### Your task
Would you retype every record below exactly as written?

### Dataset entries
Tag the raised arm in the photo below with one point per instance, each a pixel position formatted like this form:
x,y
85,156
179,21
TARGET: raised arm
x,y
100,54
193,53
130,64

### The completed task
Tag the raised arm in the photo below with one point per instance, each a pixel position formatted like this form:
x,y
85,156
179,21
TARGET: raised arm
x,y
100,54
193,53
130,64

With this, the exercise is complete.